Assignment A:
Answer the following questions using the passage on taxes and small business.
(i) How does the passage describe inheritance taxes?
(ii) What does the passage say is not the issue?
(iii) What project paid for with federal stimulus money does the passage give as an example?
Assignment B: Write the next part of the passage on taxes and small business, picking up after its final sentence.

Cut (ideally, to zero) tax rates on capital gains. Eliminate all taxes on corporate income and, where applicable, on gross receipts. Kill all inheritance taxes, which are nothing more than punitive taxes levied discriminatorily on one type of capital. Modernize and rationalize depreciation rules. Stop the regulatory war against small and mid-sized banks. Cut tax rates overall.
Capital availability isn’t the issue. There’s a huge amount of available capital. The problem is that current high levels of taxation and regulation, and of regulatory and legislative uncertainty, severely reduce the expected returns and increase the risks of capital investment.
My only experience in this area is watching the local shops and shop-owners around me. It is a very strange world in which there are community development “experts” that are involved in handing out grant money to small business which seem, to me anyway, to have no rhyme or reason for being. It’s as if the grant givers are interested in “how cool would it be to have X type of shop?” And then everyone else, including the local property owners and small business, pony up the taxes that make up the grants.
It’s bizarre, it’s a world of TIFs, it’s a world of federal stimulus money being used for truly head-scratching projects like paving over public roads with bricks. This should not be a priority.

Provided information:
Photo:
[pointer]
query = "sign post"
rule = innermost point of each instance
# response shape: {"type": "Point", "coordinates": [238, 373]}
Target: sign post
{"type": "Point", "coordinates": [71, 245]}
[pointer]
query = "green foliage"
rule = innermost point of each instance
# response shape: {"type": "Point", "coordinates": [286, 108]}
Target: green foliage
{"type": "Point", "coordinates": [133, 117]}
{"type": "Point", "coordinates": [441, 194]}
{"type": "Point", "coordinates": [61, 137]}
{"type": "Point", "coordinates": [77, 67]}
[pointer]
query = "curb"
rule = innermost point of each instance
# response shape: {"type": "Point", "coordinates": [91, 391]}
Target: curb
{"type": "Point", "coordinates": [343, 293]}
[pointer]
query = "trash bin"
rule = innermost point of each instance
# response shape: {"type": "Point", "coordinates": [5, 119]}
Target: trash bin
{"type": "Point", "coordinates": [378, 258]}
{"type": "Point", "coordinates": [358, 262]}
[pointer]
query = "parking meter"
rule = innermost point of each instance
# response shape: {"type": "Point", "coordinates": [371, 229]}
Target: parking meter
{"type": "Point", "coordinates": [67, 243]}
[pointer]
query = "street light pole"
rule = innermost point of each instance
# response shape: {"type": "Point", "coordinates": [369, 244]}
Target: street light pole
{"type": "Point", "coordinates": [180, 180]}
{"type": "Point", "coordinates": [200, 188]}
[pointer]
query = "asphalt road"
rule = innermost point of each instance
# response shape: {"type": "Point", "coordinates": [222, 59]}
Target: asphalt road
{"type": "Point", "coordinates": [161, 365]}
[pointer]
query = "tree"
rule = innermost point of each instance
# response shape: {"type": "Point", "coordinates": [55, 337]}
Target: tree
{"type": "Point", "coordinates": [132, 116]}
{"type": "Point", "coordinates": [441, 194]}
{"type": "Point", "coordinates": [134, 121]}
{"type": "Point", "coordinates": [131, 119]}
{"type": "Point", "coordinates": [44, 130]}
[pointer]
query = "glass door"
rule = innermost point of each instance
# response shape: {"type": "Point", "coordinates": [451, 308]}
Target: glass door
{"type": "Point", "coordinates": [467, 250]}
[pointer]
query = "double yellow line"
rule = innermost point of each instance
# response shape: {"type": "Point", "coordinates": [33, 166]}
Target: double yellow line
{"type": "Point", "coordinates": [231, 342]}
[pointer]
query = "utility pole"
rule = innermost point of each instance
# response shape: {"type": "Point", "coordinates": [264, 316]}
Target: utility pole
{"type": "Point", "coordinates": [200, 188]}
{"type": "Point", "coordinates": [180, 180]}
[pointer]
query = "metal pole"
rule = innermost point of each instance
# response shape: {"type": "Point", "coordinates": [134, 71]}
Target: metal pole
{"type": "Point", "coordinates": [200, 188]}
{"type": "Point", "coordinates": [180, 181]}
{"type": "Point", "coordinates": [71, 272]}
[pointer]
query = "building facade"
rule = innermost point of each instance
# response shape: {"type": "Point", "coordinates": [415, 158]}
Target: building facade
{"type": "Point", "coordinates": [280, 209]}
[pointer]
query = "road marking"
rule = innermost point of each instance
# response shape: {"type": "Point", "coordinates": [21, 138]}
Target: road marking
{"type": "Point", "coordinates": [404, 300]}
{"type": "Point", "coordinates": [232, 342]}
--
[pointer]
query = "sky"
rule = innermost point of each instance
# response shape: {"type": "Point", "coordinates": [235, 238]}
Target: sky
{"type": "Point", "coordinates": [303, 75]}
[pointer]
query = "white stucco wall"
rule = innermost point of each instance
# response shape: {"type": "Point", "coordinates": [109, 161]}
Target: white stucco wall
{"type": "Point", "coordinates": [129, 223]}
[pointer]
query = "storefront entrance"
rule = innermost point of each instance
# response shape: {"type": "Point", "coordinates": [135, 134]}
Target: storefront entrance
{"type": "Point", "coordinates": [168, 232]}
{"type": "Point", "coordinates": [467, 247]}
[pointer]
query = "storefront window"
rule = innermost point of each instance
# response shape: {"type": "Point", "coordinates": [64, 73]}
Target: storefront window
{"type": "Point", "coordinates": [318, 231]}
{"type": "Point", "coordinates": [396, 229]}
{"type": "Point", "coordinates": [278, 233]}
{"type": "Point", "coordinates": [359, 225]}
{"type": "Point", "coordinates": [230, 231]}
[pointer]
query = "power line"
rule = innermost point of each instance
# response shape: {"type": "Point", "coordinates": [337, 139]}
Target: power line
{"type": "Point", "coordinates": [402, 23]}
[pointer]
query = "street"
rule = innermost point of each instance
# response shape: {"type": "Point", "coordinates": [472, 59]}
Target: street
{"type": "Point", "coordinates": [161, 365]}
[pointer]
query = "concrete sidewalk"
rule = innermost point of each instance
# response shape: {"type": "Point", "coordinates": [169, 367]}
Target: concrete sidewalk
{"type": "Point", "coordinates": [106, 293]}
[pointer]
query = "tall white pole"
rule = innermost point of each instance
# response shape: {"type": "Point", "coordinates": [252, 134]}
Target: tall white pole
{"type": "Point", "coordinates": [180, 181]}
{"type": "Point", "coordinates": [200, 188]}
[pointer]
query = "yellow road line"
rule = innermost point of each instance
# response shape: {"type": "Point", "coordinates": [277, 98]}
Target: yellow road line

Task output A:
(i) They are described as nothing more than punitive taxes levied discriminatorily on one type of capital.
(ii) Capital availability is not the issue.
(iii) Paving over public roads with bricks.

Task output B:
The world of local governance is utterly bizarre.
– Madhu
OPS…”It’s as if the grant givers are interested in “how cool would it be to have X type of shop?”
About 12 years ago, I knew someone who wanted to start a small manufacturing business and wanted to take advantage of startup funding from a local government program. They made it clear that they were only interested in “high technology” businesses: metalworking companies need not apply. (This was not an environmental issue: the business in question was clean light manufacturing)
I wonder how many of the “high tech” companies that they *did* fund are still around…my guess would be not many. This is probably typical for local govt involvement in business funding: give $ to someone trendy, especially if the trendiness is in a field that the government officials know nothing about and are incapable of evaluating intelligently.